The tasks ::
**1)** Reproduce the passage about Mr. Feild's art and views between "The incredibly successful" and "a social insanity.", inclusive.
**2)** Resume the article on Mr. Feild where it ends, writing on after its last sentence.

The incredibly successful phenomenon of Andrew Wyeth, "an indifferent painter" exemplifies to Mr. Feild the public ignorance. With "no sense for color or pattern." Wyeth has grown rich on a "trick idea --that of recalling the old America." "He knows that if he painted a terrible tumble-down outhouse with a broken toilet seat and called it 'Those Were the Days' people would break down and sob before it."
By eliminating human life in his watercolors, Mr. Feild assured no contamination of the natural beauty by an ideological or social content. But the artist himself is a vehement social critic, a non-conformist who has often been considered "a rather dangerous sort of communist." The Aleutian bomb, contemporary art, the environmental crisis, the Indochina war indicate to him a social insanity.
Two periods of training in Mr. Feild's career were incorporated in his exhibit. As his first job in America upon return from fighting in World War I and studying art in Paris at the Julian Academy, he was apprenticed to a Boston stainglass maker. Light in one of Mr. Feild's living room windows shines through a round stainglass of St. Francis, a gift of his employer. His sensitivity to light and color were further enhanced at the Disney studios in the late 1930s. Mr. Feild still contends animation is "the total aesthetic experience," the most "difficult art form" yet developed. Involving language, music, movement, controlled color, its potential was nearly unlimited. That in five years it developed in sophistication from "Mickey Mouse" to "Fantasia" suggested to Mr. Feild that, given 20 more years, it might have been possible to animate Dante. But the comparative economy killed animation. Like stainglass, Mr. Feild believes it will be a lost art form until our culture forgoes Mammon.

Data section ::

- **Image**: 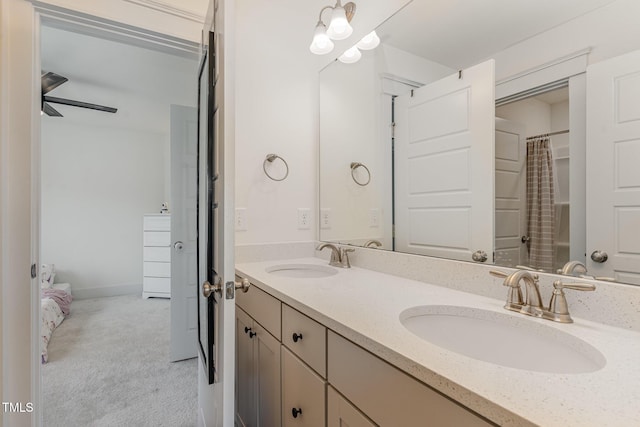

Task-by-task results ::
**1)**
The incredibly successful phenomenon of Andrew Wyeth, "an indifferent painter" exemplifies to Mr. Feild the public ignorance. With "no sense for color or pattern." Wyeth has grown rich on a "trick idea --that of recalling the old America." "He knows that if he painted a terrible tumble-down outhouse with a broken toilet seat and called it 'Those Were the Days' people would break down and sob before it."
By eliminating human life in his watercolors, Mr. Feild assured no contamination of the natural beauty by an ideological or social content. But the artist himself is a vehement social critic, a non-conformist who has often been considered "a rather dangerous sort of communist." The Aleutian bomb, contemporary art, the environmental crisis, the Indochina war indicate to him a social insanity.

**2)**
Mr. Feild is a proud possessor of one Turner landscape engraving entitled "Peat Moss of Scotland." He explains its long pedigree. Turner gave it to Ruskin who presented it to Charles Eliot Norton. From Charles Norton it passed to Denman Ross, who gave it to Arthur Pope, a noted Fogg professor and Mr. Feild's one-time boss, during the years Mr. Feild taught the principles of drawing and design at Harvard. Mr. Pope gave it to Mr. Feild, his student and colleague. It seems particularly moving and fitting that this gentle artist and teacher with an independent and fighting spirit should be the final owner of a landscape by a master he most respected.